[GIVEN DATA]
******************************

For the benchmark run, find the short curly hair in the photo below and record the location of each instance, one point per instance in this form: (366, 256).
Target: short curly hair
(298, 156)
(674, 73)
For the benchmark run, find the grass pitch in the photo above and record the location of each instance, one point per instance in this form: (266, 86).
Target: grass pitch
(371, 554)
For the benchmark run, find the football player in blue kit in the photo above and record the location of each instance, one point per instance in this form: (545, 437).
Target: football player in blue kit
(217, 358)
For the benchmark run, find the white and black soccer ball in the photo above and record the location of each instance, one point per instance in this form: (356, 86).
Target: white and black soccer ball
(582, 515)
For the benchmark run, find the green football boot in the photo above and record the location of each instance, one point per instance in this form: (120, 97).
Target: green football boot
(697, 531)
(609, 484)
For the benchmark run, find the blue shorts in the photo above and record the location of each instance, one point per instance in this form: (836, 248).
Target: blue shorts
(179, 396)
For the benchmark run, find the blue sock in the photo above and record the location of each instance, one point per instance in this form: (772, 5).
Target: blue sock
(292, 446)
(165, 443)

******************************

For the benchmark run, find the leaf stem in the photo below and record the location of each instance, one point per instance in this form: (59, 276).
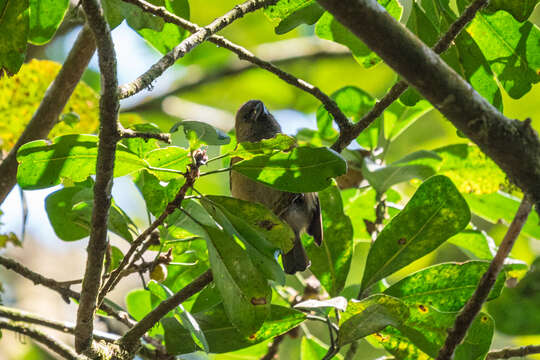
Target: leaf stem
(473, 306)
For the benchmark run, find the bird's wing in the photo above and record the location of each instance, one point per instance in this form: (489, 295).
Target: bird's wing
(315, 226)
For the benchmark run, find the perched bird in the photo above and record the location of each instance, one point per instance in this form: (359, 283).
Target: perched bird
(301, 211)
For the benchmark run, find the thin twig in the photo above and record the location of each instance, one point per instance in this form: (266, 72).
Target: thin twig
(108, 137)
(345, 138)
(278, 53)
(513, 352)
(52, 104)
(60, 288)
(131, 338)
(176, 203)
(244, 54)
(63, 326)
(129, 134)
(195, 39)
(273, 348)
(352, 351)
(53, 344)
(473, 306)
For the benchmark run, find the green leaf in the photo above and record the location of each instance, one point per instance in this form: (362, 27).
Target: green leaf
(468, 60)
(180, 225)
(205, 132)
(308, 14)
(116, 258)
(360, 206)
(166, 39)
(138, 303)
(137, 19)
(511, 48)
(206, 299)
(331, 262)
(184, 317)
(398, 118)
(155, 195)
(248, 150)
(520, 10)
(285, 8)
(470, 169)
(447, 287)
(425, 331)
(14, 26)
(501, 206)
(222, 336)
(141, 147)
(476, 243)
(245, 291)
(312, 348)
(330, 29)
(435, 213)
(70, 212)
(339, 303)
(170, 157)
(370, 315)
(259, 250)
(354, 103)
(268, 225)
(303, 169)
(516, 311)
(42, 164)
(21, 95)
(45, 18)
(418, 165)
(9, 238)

******************************

[WORK TO COMPLETE] Tally the lines in the records above that contain the string "soccer", treating uppercase and lowercase as different, and give only the count.

[TASK SOLUTION] 2